Lay out the data below as a numbered list, leaving out any blank lines. Begin at the line that contains "Target: sunlit cloud layer" and stop after the final line of the data.
▬▬▬▬▬▬▬▬▬▬
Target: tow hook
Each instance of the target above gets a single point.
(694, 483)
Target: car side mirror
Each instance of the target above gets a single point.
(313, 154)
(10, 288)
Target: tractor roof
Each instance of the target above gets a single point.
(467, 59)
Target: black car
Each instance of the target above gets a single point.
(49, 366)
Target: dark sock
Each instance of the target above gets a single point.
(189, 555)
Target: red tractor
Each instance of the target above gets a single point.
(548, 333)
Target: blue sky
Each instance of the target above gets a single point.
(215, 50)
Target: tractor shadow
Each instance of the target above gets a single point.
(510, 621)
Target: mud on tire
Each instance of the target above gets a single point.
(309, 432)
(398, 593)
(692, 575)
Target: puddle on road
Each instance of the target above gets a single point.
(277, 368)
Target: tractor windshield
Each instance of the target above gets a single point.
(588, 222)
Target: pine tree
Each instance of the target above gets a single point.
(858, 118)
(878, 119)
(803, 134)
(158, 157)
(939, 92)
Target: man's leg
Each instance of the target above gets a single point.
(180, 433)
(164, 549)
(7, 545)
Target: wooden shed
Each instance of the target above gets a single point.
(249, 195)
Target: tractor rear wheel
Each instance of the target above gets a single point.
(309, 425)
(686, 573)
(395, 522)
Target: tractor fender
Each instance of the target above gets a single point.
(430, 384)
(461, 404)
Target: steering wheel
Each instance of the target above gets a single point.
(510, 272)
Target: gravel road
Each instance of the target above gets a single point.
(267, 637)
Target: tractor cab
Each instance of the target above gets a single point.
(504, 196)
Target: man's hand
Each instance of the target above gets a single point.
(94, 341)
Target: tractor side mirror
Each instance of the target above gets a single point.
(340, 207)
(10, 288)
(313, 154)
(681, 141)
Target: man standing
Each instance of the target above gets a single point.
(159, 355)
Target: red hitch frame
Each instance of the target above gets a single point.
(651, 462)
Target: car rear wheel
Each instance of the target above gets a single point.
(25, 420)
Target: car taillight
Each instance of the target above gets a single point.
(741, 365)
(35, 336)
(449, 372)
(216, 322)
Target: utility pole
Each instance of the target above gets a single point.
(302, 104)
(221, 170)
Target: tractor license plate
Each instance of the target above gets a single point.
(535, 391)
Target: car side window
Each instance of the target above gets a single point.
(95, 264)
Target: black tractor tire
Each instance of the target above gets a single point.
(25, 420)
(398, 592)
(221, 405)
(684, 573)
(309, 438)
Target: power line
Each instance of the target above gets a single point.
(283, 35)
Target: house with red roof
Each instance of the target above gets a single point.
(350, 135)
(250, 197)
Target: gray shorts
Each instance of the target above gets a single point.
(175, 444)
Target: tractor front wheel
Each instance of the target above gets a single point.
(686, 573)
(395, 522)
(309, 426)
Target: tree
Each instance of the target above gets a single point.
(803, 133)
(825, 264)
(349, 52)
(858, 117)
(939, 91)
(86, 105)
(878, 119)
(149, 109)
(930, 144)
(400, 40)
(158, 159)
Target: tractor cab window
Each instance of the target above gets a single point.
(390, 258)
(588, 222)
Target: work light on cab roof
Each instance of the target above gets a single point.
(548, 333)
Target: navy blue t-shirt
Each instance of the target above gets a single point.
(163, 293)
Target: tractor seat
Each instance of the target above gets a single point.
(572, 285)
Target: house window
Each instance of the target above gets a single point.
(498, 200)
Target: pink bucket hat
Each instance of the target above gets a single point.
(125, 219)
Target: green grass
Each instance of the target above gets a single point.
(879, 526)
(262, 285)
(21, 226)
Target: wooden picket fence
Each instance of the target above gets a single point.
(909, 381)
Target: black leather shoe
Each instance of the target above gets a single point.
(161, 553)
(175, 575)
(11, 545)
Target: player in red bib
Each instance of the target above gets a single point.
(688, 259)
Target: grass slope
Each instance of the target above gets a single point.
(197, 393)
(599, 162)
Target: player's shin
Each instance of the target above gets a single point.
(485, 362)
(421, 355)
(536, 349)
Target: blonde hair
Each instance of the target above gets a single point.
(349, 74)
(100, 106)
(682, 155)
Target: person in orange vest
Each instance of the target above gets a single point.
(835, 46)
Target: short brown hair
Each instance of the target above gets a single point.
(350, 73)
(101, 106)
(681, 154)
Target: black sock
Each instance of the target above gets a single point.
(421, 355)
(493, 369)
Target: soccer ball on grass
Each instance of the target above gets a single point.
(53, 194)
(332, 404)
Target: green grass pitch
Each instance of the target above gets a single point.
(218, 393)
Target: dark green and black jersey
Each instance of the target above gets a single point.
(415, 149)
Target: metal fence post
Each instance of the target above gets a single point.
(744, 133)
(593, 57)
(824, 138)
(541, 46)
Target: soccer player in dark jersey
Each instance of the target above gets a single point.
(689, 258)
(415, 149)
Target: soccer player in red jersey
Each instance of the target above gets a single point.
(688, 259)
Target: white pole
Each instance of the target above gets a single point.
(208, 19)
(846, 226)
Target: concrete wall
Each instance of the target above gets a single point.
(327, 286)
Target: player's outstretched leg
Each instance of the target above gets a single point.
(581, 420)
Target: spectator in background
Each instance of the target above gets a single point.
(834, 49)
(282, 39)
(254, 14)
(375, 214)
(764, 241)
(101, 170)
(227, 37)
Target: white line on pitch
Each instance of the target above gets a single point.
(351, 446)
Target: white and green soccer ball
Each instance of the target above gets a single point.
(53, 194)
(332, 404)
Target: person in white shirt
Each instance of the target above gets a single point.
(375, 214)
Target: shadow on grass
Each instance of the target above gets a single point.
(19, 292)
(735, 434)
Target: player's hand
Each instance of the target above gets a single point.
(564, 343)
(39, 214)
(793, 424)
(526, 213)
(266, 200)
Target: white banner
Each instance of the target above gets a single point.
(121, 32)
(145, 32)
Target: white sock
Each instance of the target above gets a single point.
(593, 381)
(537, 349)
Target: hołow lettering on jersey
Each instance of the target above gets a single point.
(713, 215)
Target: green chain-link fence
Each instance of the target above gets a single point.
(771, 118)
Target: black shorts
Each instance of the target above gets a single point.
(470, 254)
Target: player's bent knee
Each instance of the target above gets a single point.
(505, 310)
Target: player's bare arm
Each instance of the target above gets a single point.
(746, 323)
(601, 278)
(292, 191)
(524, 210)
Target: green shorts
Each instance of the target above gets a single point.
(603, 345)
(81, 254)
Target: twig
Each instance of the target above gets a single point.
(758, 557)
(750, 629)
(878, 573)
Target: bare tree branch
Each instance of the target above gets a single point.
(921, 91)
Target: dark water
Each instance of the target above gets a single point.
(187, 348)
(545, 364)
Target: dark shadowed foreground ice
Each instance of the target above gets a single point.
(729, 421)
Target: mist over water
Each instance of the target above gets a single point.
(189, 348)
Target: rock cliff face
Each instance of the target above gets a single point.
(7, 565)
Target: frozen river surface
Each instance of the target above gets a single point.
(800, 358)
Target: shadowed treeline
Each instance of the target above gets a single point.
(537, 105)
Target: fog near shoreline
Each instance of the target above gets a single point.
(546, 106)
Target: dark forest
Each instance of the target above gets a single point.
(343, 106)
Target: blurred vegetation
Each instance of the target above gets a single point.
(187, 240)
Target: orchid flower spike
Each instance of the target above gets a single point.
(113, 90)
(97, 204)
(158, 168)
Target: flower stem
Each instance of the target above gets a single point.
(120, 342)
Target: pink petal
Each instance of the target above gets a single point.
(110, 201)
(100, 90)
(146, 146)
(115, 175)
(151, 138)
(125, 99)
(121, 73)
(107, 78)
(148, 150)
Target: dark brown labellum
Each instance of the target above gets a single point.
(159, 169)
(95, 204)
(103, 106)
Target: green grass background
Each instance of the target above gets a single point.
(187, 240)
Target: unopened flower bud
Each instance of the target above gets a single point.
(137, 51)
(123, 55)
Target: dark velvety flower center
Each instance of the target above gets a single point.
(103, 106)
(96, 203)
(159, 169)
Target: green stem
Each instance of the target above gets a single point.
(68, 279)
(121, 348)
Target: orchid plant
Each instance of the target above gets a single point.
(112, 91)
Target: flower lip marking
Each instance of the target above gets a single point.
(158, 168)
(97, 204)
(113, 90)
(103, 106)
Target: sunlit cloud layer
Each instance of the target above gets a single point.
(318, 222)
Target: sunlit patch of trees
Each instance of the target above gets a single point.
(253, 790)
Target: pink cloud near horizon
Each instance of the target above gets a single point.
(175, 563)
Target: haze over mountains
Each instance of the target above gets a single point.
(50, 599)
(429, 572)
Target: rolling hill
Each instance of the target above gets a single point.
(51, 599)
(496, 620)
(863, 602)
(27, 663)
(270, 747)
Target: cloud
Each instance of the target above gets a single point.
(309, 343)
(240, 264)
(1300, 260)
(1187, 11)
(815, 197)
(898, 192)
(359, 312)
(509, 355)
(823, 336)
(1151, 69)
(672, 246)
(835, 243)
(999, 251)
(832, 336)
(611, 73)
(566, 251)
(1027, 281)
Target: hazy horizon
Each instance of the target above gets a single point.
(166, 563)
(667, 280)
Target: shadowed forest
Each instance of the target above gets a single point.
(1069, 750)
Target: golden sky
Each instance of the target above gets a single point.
▬▬▬▬▬▬▬▬▬▬
EXPECTED ANSWER:
1. Target: sunlit cloud layer
2. Each instance of the target above gets a single point.
3. (318, 222)
4. Target: sunlit patch of trees
5. Each instance of the target above gets a single point.
6. (253, 790)
7. Target: pink cloud near horizon
8. Each instance of the target above gets a single point.
9. (175, 563)
10. Target: haze over mountains
11. Each instance of the target above gets a single point.
12. (50, 599)
13. (429, 572)
14. Target: rolling hill
15. Each instance of the target above gets a single point.
16. (51, 599)
17. (496, 620)
18. (863, 602)
19. (27, 663)
20. (270, 747)
21. Target: cloud
22. Each instance of the target above gets a single point.
23. (309, 343)
24. (240, 264)
25. (1300, 260)
26. (1187, 11)
27. (815, 197)
28. (898, 192)
29. (359, 312)
30. (509, 355)
31. (823, 336)
32. (1151, 69)
33. (672, 246)
34. (835, 243)
35. (999, 251)
36. (832, 336)
37. (611, 73)
38. (566, 251)
39. (1027, 281)
40. Target: hazy horizon
41. Each instance of the target above gets a single point.
42. (166, 563)
43. (667, 280)
44. Target: shadowed forest
45. Each instance of the target above gets a single point.
46. (1069, 750)
47. Target: golden sky
48. Each instance of the target above gets a single point.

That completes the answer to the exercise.